------ AUSGANGSTEXT
Do you smell something? Wer sich fragt, wie es in europäischen Großstädten wie London vor rund 300 Jahren gerochen hat, der wende sich am besten an den Historiker William Tullett. In seinem Buch „Smell in Eighteenth-Century England: A Social Sense“ widmet er sich den aufregenden Gerüchen Englands im 18. Jahrhundert. Wir fassen die interessantesten Fakten für Euch zusammen.

»Das Zeitalter von Tabak, Tee und Gewürzen«

In ganz Europa entwickelte sich um 1750 eine neue Konsumkultur, zu der auch Parfumhändler gehörten. Die koloniale Expansion brachte viele neue Güter – Tabak, Tee, Kaffee oder Gewürze – und damit auch neue Gerüche nach Europa. Es ist aber auch deshalb eine interessante Zeit, weil Wissenschaft und Medizin beginnen, Gerüche neu zu betrachten. Im 16. und 17. Jahrhundert glaubte man noch, dass Gerüche Hunger stillen, Krankheiten auslösen oder dem Körper Medizin zuführen könnten.
------------
------ DATENSÄTZE
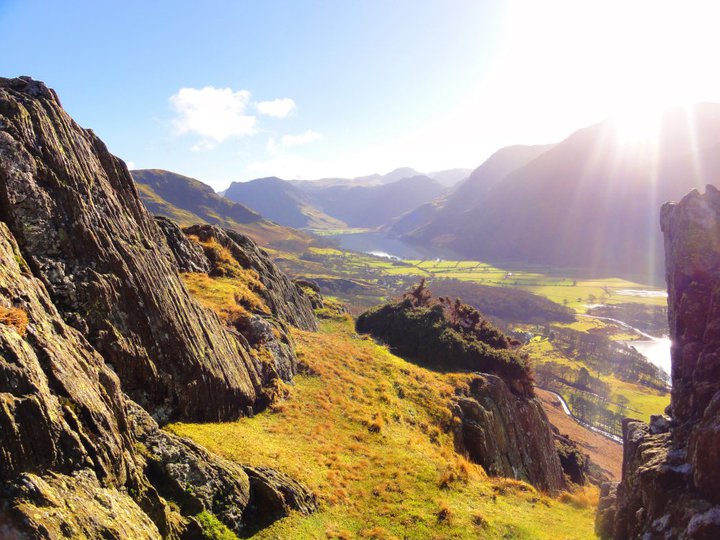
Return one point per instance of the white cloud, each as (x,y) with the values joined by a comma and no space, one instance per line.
(277,108)
(213,113)
(275,147)
(203,145)
(296,140)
------------
## AUFGABE
Führe den Text über die Gerüche Englands im 18. Jahrhundert im Anschluss an seinen letzten Satz fort.

## ANTWORT
»Talgkerzen, Papier und Parfum«

Heute riechen unsere Städte dank Lüftungen, Klimaanlagen oder Sanitärprodukten trotz verschiedener Umgebungen sehr ähnlich. Im 18. Jahrhundert hatten die meisten Orte dagegen einen sehr charakteristischen Eigengeruch. Besuchte man im damaligen London ein Kaffeehaus, würde man neben Kaffee, Tee und Tabak auch stinkende Füße, Parfums, Zeitungspapier und Talgkerzen riechen. Auch jeder Stadtteil hatte einen individuellen Geruch – etwa nach stinkendem Fisch oder Resten vom Fleischhauer. Das Stadtzentrum, wo die Straßen besser gereinigt und viel öfter Parfum gebraucht wurde, hatte ebenfalls einen eigenen, unverwechselbaren Geruch. Zudem variierten die Gerüche nach Tageszeit und Saison; auch weil viele Produkte nur saisonal verfügbar waren. Die Geruchswelt war abwechslungsreicher als heute. Und sehr viele Gerüche waren plötzlich neu und ungewöhnlich – wie eben Tabak oder Parfums.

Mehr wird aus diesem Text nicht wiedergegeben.